— begin TEXT EXCERPT —

2014年11月27日 星期四

[CCDH] Class3 - Programming with Hadoop Core API (1)

Preface 
In this chapter you will learn (P255
* How to use the ToolRunner class
* How to decrease the amount of intermediate data with Combiners
* How to set up and tear down Mappers and Reducer using the setup and cleanup methods.
* How to access HDFS programmatically
* How to use the distributed cache
* How to use the Hadoop API's library of Mapper, Reducers, and Partitioners.

Using the ToolRunner Class 
You can use ToolRunner in MapReduce driver classes which is not required but rather a best practice. It uses the GenericOptionsParser class internally which: 
* Allow you to specify configuration options from the command line.
* Allow you to specify items for the Distributed Cache from the command line.

Implement ToolRunner - Imports 
  1. import org.apache.hadoop.fs.Path;  
  2. import org.apache.hadoop.io.IntWritable;  
  3. import org.apache.hadoop.io.Text;  
  4. import org.apache.hadoop.mapreduce.lib.input.FileInputFormat;  
  5. import org.apache.hadoop.mapreduce.lib.output.FileOutputFormat;  
  6. import org.apache.hadoop.mapreduce.Job;  
  7. import org.apache.hadoop.conf.Configured;  
  8. import org.apache.hadoop.conf.Configuration;  
  9. import org.apache.hadoop.util.Tool;  
  10. import org.apache.hadoop.util.ToolRunner;  
Implement ToolRunner - Driver Class Definition 
The driver class implements the Tool interface and extends the Configured class: 
  1. public class AvgWordLength extends Configured implements Tool {  
  2.     public static void main(String[] args) throws Exception {...}  
  3.     @Override  
  4.     public int run(String[] args) throws Exception {...}  
  5. }  
Implement ToolRunner - Main Method 
The driver main method calls ToolRunner.run
  1. ...

— end TEXT EXCERPT —

## TO-DO LIST
a) Render this sentence from the Hadoop Core API notes in Spanish: "You can use ToolRunner in MapReduce driver classes which is not required but rather a best practice."
b) Reproduce the passage of the Hadoop Core API notes between "[CCDH] Class3 - Programming" and "options from the command line.", inclusive.

— begin ENTRIES —

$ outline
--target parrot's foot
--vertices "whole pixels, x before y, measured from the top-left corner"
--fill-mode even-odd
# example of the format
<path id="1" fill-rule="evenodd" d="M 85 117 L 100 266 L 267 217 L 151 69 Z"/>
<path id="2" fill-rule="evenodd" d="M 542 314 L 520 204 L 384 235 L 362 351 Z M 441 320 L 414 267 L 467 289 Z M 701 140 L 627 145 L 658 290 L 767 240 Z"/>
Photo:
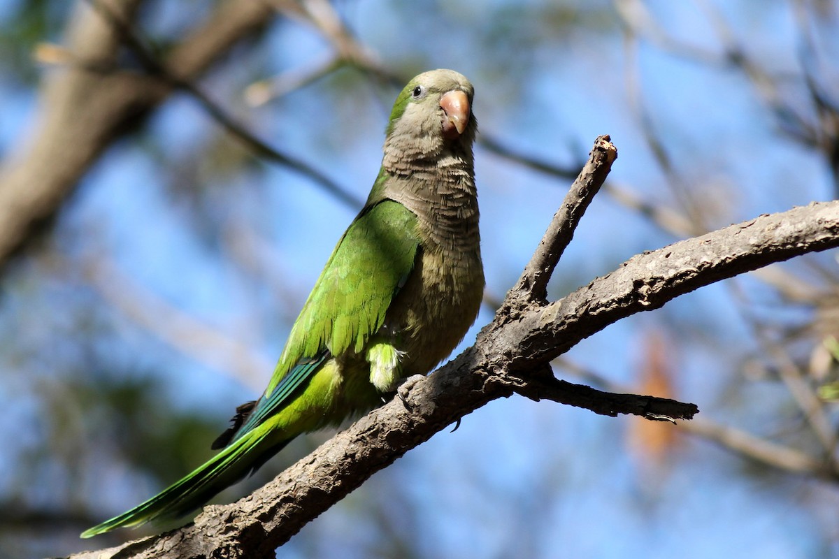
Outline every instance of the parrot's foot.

— end ENTRIES —

## REPLIES
a) Puedes usar ToolRunner en las clases driver de MapReduce, lo cual no es obligatorio, sino más bien una buena práctica.

b)
[CCDH] Class3 - Programming with Hadoop Core API (1)

Preface 
In this chapter you will learn (P255
* How to use the ToolRunner class
* How to decrease the amount of intermediate data with Combiners
* How to set up and tear down Mappers and Reducer using the setup and cleanup methods.
* How to access HDFS programmatically
* How to use the distributed cache
* How to use the Hadoop API's library of Mapper, Reducers, and Partitioners.

Using the ToolRunner Class 
You can use ToolRunner in MapReduce driver classes which is not required but rather a best practice. It uses the GenericOptionsParser class internally which: 
* Allow you to specify configuration options from the command line.